▸ WORK ORDER: This task calls for copying every line of the records that includes the word "pillow".

─── RECORDS FOR THIS TASK

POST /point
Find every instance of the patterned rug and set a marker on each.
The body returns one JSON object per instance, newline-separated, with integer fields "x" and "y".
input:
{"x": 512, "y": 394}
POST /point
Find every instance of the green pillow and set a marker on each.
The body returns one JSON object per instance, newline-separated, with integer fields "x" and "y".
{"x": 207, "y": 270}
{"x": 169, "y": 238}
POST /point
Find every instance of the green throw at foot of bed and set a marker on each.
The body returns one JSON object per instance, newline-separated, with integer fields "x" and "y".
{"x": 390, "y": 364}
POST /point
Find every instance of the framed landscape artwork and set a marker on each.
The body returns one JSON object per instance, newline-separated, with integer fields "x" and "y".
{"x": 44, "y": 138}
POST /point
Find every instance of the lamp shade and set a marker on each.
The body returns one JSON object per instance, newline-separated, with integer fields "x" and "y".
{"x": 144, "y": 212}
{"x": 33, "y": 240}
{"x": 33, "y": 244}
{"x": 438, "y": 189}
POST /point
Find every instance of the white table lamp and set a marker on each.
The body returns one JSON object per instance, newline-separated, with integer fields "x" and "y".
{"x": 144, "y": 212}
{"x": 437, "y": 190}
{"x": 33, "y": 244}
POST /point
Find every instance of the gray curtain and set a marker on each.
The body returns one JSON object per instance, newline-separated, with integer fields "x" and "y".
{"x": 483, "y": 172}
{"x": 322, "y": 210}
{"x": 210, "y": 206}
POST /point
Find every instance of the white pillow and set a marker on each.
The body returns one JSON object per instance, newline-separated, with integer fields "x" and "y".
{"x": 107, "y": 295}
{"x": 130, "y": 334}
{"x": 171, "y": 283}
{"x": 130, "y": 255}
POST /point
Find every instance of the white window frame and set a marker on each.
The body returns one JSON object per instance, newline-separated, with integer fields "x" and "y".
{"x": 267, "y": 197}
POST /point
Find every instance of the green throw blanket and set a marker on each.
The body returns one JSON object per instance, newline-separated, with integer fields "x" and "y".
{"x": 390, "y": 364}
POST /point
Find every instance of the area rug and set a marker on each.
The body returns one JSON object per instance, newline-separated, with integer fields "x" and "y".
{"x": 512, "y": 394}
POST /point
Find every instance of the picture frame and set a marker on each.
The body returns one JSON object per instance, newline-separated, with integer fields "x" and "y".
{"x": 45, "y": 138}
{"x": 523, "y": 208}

──────

▸ WORKED SOLUTION:
Find every instance of the green pillow and set a marker on each.
Find every instance of the white pillow and set a marker on each.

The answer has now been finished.